Activity - When you reproduce the entries below, keep each one exact and drop any pictures.

Dataset extract -
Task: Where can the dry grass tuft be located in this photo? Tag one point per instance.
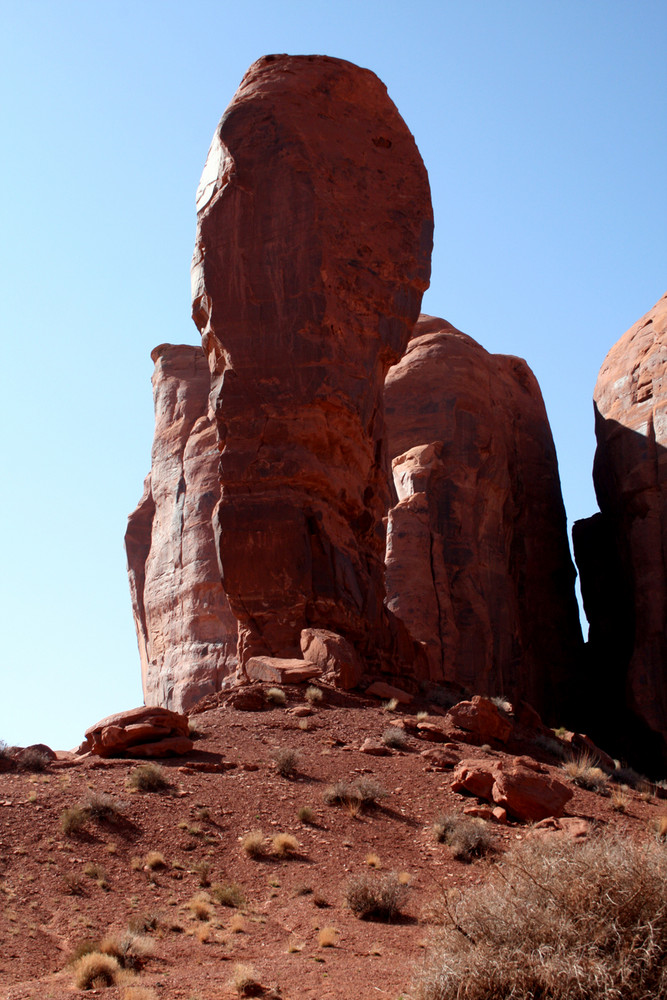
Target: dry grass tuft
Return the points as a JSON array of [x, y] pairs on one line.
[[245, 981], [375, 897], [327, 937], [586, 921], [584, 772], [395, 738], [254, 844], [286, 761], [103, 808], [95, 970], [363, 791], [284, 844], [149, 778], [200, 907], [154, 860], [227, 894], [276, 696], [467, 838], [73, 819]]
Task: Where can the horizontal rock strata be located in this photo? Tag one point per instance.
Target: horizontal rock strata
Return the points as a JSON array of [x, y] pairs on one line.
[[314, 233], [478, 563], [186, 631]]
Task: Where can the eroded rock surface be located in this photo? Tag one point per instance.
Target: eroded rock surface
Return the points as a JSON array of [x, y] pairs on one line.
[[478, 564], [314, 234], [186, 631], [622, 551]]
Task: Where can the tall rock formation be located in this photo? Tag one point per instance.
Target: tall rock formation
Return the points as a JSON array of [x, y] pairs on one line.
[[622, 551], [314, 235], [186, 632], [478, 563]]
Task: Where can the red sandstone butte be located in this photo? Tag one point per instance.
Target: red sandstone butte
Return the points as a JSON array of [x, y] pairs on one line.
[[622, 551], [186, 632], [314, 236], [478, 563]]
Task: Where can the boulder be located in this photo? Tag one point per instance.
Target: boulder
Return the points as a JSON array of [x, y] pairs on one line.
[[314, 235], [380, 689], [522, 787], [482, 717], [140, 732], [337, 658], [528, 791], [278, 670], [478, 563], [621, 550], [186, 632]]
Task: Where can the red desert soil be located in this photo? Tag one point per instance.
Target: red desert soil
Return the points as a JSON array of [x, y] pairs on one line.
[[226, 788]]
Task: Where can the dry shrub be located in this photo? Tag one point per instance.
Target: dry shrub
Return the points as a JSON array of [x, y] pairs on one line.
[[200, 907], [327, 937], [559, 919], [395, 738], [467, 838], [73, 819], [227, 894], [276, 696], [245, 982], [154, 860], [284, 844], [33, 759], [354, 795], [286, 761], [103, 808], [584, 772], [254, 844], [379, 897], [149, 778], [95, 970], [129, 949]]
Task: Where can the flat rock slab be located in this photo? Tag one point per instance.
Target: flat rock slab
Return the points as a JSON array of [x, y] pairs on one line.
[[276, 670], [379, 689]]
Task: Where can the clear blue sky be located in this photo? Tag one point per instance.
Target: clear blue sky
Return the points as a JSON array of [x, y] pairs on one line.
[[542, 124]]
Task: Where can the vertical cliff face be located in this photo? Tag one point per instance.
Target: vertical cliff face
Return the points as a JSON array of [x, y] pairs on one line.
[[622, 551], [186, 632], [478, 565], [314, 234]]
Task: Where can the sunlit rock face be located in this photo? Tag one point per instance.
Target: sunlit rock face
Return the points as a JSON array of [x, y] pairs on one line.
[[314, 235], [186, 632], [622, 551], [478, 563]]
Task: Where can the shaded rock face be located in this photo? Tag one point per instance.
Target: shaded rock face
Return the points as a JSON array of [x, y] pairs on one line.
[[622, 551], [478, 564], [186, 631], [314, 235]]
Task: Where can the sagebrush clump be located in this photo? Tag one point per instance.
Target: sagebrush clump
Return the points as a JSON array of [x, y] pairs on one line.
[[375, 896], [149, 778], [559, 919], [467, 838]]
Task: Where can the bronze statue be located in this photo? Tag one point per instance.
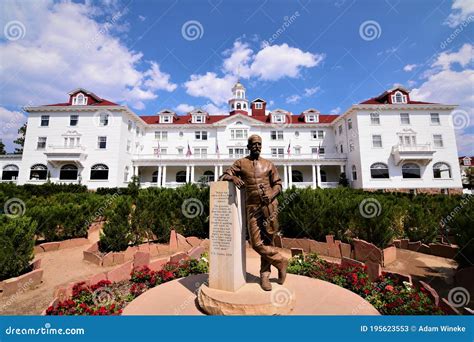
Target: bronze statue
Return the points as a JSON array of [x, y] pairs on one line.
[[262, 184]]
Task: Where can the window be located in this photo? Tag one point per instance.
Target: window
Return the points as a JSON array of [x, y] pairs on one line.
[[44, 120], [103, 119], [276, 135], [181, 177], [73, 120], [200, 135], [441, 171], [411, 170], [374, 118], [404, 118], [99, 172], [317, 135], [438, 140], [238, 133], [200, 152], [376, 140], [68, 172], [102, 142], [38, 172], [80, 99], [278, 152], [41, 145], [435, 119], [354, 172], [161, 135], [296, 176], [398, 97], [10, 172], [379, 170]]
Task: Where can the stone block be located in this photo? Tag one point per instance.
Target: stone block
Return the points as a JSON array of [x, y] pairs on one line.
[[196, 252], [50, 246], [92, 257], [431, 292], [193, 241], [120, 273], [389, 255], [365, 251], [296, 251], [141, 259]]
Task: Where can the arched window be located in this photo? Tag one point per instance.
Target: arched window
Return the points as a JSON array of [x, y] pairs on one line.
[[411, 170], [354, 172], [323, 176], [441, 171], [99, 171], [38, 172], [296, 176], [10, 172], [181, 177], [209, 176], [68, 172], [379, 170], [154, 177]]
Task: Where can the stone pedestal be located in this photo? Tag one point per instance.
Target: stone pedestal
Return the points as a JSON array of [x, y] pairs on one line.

Written reply -
Task: Where can the dry grass tuft be located in this photo? Tag one point per instance.
Target: dry grass tuft
Return the points as a JSON array of [x, y] pairs on one line.
[[245, 981], [375, 897], [327, 937], [586, 921], [584, 772], [395, 738], [254, 844], [286, 761], [103, 808], [95, 970], [363, 791], [284, 844], [149, 778], [200, 907], [154, 860], [227, 894], [276, 696], [467, 838], [73, 819]]
Task: Where can the horizontal rock strata be located in this photo? Tag one point per instance.
Target: horizontal rock strata
Return the points as a JSON array of [x, y] pairs on one line.
[[314, 233], [478, 563], [186, 631]]
Task: Where can the eroded rock surface be located in this photo? Tag one point per instance.
Target: eroded rock surface
Return the points as a JSON array of [x, y] pairs on one line.
[[478, 564], [314, 234], [186, 631], [622, 551]]
Task: Where can the tall rock formation be located in this photo? Tag one point per instance.
Target: tall rock formation
Return the points as a JSON array of [x, y] pairs on one line.
[[622, 551], [314, 235], [186, 632], [478, 563]]
Task: Where can the red sandstone butte be located in this photo? Tag one point per instance.
Target: red sandstone butte
Return the points as a JSON array of [x, y] pairs on one line.
[[622, 551], [186, 632], [314, 236], [478, 563]]
Task: Where can the boulder be located in this photo? Tag one point per instance.
Target: boulder
Return the points as a JSON array of [x, y] pairs on one line.
[[314, 235], [380, 689], [522, 787], [482, 717], [140, 732], [337, 658], [528, 791], [278, 670], [478, 563], [621, 550], [186, 632]]
Task: Where can the red desert soil be located in this photo? Tag one point per instance.
Target: red desert soil
Return the points as a JSON array of [x, y] pairs on one line.
[[226, 788]]
Task: Where can the dry shrub be located in this photo? Tag one point per instance.
Target: dry shrub
Return the points as a JSON array of [x, y] pairs on one line.
[[200, 907], [327, 937], [559, 919], [395, 738], [467, 838], [73, 819], [227, 894], [276, 696], [245, 982], [154, 860], [284, 844], [33, 759], [354, 795], [286, 761], [103, 808], [584, 772], [254, 844], [379, 897], [149, 778], [95, 970], [129, 949]]
Task: Where can the flat rock slab be located in this photo? Tag one point per instance.
Target: flat rock slab
Return the points as a JSON array of [x, y] pairs on one line.
[[276, 670], [379, 689]]
Task: Where can the clear blue sky be located in this photo? Tag one point per instance.
Target: clear blue sky
Return the points as a JSON array of [x, y] pairs on one line.
[[542, 124]]
Task: Where can the vertical cliff face be located in this photo? Tag one point per instance.
Target: vertical cliff face
Return the points as a JSON array of [x, y] pairs on one line.
[[622, 551], [186, 632], [478, 565], [314, 234]]
Task: Where can the sunlit rock face be located in this photo? Tag one point per instance.
Target: sunlit rock face
Return the points as a JSON array of [x, y] pairs on one line.
[[314, 235], [186, 632], [622, 551], [478, 563]]
Task: Where can the shaded rock face be located in this photo? Tag one point per instance.
Target: shaded rock face
Return the points as a JSON array of [x, y] pairs on one line.
[[622, 551], [478, 564], [186, 631], [314, 235]]
Task: Where can the sagebrush clump be located in this photo? Tag one point per instance.
Target: sagebrush clump
Return the points as a JSON array of [x, y] pairs on one line.
[[375, 896], [149, 778], [559, 919], [467, 838]]
Task: Where can the bronze statue be located in this photo? Tag one point per instance.
Target: bronze statue
Return the points as a JSON array of [x, y] pairs on one line.
[[262, 184]]
Task: Where can the window be located in this photo? Tag one point per instance.
Target: window
Return the points as a JSON array of [x, y] pairs on one line.
[[44, 120], [103, 119], [276, 135], [181, 177], [73, 120], [200, 135], [441, 171], [411, 170], [374, 118], [404, 118], [99, 172], [317, 135], [438, 140], [238, 133], [200, 152], [376, 140], [68, 172], [102, 142], [38, 172], [80, 99], [278, 152], [41, 145], [435, 119], [354, 172], [161, 135], [296, 176], [398, 97], [10, 172], [379, 170]]
Task: Where can the stone block be located in this photo? Tag one point per instance.
Target: stone block
Return the points as a JSON array of [x, y] pairs on one line.
[[196, 252], [50, 246], [92, 257], [431, 292], [193, 241], [120, 273], [389, 255], [365, 251], [296, 251], [141, 259]]
Task: Where can the arched window be located in this photo? Tag one point per instance.
Target: arched window
Return the points as a JSON array of [x, y] pairs on one line.
[[411, 170], [354, 172], [323, 176], [441, 171], [99, 171], [38, 172], [296, 176], [10, 172], [181, 177], [209, 176], [68, 172], [379, 170], [154, 177]]
Task: Where can the stone pedestal be located in this photo? Tag one point per instance.
Target: stone pedestal
Return the points as a JSON array of [x, y] pairs on one line.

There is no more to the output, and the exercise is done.